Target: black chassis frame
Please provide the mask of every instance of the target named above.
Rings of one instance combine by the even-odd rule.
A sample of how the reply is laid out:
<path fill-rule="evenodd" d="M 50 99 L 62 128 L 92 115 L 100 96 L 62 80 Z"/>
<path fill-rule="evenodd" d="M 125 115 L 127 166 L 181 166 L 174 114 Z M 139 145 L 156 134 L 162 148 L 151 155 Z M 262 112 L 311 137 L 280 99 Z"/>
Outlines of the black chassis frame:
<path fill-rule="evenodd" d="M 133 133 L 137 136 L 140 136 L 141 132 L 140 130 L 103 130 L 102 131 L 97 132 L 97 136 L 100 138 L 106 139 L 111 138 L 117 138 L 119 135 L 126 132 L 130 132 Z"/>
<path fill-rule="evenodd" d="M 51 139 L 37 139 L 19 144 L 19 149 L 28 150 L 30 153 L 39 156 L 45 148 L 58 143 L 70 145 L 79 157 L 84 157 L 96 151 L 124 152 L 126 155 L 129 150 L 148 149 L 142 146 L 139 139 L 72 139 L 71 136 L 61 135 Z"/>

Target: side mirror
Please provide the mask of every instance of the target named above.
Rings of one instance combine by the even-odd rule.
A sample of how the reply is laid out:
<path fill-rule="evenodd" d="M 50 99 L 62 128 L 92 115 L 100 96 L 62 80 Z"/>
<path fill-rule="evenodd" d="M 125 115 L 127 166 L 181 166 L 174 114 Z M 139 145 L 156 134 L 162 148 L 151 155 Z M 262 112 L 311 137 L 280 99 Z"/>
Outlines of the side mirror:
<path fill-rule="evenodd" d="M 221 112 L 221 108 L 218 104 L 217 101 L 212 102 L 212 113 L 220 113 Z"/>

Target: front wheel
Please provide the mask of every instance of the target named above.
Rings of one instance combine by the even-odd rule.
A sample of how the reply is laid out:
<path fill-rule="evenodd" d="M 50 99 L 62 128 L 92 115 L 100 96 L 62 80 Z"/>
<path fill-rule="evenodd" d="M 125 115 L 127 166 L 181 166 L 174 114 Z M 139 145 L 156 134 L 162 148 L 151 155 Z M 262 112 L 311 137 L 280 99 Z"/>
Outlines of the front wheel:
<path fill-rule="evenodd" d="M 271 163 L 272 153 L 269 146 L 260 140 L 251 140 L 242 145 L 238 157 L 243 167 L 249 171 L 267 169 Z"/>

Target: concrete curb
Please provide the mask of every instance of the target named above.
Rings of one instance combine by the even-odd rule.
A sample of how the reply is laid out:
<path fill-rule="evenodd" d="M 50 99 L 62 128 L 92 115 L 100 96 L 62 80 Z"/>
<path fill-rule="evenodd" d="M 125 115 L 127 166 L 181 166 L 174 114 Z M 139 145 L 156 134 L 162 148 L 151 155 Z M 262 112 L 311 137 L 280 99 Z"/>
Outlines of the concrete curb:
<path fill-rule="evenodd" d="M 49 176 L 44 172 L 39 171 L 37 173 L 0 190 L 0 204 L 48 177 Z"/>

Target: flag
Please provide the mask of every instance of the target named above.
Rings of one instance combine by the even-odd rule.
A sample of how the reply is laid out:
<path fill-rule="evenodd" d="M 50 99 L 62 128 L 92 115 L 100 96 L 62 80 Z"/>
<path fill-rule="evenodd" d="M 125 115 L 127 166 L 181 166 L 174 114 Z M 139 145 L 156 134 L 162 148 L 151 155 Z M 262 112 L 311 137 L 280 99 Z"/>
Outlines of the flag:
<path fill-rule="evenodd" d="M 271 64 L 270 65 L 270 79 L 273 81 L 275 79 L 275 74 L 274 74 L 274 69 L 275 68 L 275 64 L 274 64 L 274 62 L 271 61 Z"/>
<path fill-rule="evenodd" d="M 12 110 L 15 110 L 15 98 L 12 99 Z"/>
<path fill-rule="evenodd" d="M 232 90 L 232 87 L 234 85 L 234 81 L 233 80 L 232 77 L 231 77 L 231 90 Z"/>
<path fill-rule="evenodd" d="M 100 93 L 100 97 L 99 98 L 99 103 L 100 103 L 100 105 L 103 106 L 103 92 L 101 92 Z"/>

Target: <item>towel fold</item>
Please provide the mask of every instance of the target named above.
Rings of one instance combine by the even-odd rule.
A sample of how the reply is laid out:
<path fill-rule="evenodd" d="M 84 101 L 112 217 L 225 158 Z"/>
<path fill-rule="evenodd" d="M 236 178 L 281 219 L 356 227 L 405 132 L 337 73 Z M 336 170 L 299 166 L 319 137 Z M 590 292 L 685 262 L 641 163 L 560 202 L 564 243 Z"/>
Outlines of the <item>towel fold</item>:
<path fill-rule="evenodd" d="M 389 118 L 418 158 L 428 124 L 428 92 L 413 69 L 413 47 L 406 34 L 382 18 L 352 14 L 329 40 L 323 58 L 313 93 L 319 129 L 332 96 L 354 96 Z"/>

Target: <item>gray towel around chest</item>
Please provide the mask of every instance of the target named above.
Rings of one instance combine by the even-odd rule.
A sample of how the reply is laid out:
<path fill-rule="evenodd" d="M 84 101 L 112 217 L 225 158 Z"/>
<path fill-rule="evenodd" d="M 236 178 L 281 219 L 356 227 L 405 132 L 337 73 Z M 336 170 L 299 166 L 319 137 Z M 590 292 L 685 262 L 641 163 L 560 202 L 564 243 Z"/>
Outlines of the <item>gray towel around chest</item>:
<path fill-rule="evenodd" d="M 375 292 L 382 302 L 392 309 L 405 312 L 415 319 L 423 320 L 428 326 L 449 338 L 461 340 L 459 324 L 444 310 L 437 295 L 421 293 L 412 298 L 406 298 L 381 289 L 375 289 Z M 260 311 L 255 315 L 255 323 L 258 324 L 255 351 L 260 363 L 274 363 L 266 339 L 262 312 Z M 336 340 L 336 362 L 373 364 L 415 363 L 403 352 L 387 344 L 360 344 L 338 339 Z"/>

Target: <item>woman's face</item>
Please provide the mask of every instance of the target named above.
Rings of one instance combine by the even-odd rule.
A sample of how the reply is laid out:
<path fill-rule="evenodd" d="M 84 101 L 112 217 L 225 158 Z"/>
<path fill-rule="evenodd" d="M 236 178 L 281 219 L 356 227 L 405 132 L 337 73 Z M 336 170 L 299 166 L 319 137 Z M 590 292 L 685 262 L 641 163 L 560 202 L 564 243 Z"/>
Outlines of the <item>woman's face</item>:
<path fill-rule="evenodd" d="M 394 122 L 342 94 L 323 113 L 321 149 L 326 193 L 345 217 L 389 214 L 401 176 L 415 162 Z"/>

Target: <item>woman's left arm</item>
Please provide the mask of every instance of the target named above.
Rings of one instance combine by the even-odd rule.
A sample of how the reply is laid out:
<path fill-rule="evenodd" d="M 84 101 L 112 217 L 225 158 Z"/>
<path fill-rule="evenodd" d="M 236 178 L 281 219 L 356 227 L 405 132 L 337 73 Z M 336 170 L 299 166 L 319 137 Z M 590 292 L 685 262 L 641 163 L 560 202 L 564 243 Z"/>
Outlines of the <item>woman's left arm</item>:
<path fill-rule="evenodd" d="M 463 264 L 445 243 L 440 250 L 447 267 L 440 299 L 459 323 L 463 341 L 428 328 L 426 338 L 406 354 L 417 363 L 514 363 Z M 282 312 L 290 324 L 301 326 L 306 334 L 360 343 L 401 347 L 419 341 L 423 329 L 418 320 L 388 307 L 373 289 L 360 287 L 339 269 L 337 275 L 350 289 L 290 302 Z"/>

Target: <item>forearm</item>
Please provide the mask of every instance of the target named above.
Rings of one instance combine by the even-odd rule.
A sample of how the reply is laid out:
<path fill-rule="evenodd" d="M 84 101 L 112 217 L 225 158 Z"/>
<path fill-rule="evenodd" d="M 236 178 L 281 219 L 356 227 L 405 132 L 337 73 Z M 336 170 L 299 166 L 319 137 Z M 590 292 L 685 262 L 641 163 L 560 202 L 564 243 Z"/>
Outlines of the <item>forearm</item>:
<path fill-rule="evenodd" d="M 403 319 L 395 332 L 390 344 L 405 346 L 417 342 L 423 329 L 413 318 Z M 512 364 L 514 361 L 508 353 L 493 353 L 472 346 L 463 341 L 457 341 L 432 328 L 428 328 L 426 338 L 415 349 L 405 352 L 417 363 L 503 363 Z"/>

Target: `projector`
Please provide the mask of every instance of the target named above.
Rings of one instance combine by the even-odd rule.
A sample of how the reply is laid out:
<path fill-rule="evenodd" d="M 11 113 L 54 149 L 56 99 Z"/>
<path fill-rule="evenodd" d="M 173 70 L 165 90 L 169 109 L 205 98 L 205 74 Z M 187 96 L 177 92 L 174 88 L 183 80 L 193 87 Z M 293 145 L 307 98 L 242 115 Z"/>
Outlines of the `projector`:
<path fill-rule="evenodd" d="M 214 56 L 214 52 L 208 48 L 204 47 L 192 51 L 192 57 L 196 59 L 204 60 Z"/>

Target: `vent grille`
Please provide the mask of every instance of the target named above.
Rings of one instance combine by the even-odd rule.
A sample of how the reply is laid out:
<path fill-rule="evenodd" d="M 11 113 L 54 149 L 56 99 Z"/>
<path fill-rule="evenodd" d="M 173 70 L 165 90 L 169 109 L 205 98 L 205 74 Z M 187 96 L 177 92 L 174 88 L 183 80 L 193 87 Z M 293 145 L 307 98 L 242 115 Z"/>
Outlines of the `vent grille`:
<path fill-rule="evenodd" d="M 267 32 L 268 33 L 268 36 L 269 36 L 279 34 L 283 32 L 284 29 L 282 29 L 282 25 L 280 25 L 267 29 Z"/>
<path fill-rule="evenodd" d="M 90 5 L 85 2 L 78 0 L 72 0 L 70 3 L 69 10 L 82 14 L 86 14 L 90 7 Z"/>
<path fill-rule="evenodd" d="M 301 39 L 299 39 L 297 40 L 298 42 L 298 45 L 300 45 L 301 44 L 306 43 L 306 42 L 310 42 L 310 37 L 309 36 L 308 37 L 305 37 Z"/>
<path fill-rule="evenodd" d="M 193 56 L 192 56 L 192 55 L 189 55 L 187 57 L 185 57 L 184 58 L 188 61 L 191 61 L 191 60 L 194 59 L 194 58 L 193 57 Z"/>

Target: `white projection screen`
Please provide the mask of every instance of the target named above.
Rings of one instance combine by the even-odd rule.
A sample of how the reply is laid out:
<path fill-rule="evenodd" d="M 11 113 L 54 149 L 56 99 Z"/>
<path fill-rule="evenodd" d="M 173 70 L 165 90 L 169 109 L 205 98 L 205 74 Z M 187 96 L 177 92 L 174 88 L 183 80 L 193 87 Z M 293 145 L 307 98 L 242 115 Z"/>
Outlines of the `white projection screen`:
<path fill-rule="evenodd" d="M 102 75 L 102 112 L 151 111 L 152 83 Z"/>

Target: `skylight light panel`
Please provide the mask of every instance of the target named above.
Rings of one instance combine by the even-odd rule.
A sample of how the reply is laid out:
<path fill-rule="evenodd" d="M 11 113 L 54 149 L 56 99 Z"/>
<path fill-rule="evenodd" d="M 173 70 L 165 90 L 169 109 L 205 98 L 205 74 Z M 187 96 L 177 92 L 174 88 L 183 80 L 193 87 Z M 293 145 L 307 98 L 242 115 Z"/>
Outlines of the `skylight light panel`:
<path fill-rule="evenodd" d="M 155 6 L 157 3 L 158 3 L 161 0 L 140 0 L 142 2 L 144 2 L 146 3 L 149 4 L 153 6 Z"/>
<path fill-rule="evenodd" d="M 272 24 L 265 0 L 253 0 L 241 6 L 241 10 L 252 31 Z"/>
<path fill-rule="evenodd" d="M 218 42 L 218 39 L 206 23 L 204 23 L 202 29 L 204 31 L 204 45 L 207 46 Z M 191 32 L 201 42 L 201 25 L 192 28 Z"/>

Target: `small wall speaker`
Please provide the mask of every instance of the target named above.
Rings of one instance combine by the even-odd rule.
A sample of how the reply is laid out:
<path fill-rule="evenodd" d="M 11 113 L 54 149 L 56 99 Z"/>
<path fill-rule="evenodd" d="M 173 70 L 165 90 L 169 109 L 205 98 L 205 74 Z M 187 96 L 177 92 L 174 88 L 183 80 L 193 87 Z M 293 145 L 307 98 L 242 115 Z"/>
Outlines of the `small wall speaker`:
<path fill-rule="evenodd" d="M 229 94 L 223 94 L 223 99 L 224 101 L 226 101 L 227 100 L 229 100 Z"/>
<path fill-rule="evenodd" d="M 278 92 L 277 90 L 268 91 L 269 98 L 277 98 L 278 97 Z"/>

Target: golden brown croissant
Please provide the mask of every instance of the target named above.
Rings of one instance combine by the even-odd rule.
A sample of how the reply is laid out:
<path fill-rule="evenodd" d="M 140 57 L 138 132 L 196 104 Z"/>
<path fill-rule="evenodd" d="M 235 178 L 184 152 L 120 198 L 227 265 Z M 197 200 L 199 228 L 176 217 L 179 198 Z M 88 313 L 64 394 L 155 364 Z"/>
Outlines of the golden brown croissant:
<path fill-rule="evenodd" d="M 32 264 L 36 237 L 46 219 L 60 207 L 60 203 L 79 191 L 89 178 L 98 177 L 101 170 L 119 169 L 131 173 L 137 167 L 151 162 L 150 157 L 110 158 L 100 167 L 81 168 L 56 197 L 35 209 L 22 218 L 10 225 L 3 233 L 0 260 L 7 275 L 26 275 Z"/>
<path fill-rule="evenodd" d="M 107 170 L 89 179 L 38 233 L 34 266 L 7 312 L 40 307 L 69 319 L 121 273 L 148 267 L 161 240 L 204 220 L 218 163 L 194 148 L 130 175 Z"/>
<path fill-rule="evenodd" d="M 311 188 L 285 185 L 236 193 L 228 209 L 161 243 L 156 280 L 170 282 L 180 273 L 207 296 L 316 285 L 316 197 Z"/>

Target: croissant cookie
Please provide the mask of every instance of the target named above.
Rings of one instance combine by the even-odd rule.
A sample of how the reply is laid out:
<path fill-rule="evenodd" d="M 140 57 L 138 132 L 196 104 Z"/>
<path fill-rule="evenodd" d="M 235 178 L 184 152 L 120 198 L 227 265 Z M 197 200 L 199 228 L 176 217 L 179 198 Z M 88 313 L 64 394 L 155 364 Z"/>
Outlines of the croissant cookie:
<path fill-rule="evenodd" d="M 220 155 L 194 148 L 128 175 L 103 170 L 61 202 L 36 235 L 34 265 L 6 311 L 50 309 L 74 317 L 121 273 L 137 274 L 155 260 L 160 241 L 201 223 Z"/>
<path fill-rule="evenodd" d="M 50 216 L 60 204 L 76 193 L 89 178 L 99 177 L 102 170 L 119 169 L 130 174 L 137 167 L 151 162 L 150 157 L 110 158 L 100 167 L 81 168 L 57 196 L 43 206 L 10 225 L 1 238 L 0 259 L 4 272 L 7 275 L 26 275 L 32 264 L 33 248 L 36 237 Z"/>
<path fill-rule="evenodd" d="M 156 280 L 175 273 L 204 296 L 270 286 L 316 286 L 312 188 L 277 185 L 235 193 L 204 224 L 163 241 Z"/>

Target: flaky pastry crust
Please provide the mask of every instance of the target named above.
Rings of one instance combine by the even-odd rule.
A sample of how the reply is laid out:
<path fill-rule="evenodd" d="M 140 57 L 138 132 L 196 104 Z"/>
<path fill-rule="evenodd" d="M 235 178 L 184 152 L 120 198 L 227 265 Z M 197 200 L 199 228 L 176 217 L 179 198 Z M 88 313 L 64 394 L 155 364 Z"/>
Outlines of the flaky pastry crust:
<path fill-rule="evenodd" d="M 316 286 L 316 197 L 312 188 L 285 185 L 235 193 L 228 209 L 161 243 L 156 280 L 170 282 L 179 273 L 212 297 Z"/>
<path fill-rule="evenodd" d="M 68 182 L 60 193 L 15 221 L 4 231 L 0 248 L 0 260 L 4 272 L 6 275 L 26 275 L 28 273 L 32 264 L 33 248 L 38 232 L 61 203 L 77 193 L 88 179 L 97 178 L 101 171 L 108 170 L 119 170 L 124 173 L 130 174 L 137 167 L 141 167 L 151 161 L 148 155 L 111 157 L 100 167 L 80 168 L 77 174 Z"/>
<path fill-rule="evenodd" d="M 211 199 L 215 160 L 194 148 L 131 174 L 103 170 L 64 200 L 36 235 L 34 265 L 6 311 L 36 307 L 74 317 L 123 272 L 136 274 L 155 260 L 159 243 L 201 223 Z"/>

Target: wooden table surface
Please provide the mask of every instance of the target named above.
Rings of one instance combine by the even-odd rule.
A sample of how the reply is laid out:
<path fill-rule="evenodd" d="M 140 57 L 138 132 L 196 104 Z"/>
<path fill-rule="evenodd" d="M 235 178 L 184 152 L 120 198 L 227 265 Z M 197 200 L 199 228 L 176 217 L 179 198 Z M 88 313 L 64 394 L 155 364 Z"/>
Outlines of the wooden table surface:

What you have to do: Write out everything from the line containing "Target: <item>forearm</item>" down to the line containing "214 56 L 214", both of those lines included, reproducing each line without any change.

Output for this task:
Target: <item>forearm</item>
Please provide the mask of every instance of the target named above.
Rings of one instance combine by the even-odd rule.
A sample of how the reply is laid out:
<path fill-rule="evenodd" d="M 84 101 L 112 217 L 225 158 Z"/>
<path fill-rule="evenodd" d="M 236 178 L 281 219 L 356 227 L 405 132 L 337 73 Z M 336 170 L 299 166 L 319 137 Z M 590 292 L 685 262 L 641 163 L 560 202 L 564 243 Z"/>
Outlines of the <item>forearm</item>:
<path fill-rule="evenodd" d="M 403 319 L 395 332 L 390 344 L 405 346 L 417 342 L 423 329 L 413 318 Z M 512 364 L 514 361 L 508 353 L 493 353 L 472 346 L 463 341 L 457 341 L 432 328 L 428 328 L 426 338 L 415 349 L 405 352 L 417 363 L 503 363 Z"/>

Target: `projector`
Please provide the mask of every instance of the target named above.
Rings of one instance combine by the even-odd rule.
A sample of how the reply is laid out:
<path fill-rule="evenodd" d="M 11 113 L 54 149 L 56 99 Z"/>
<path fill-rule="evenodd" d="M 173 70 L 165 90 L 169 109 L 205 98 L 205 74 Z M 187 96 L 177 92 L 174 88 L 183 80 L 193 87 Z M 293 145 L 307 98 L 242 115 Z"/>
Outlines of the `projector`:
<path fill-rule="evenodd" d="M 214 56 L 214 52 L 208 48 L 204 47 L 192 51 L 192 57 L 196 59 L 204 60 Z"/>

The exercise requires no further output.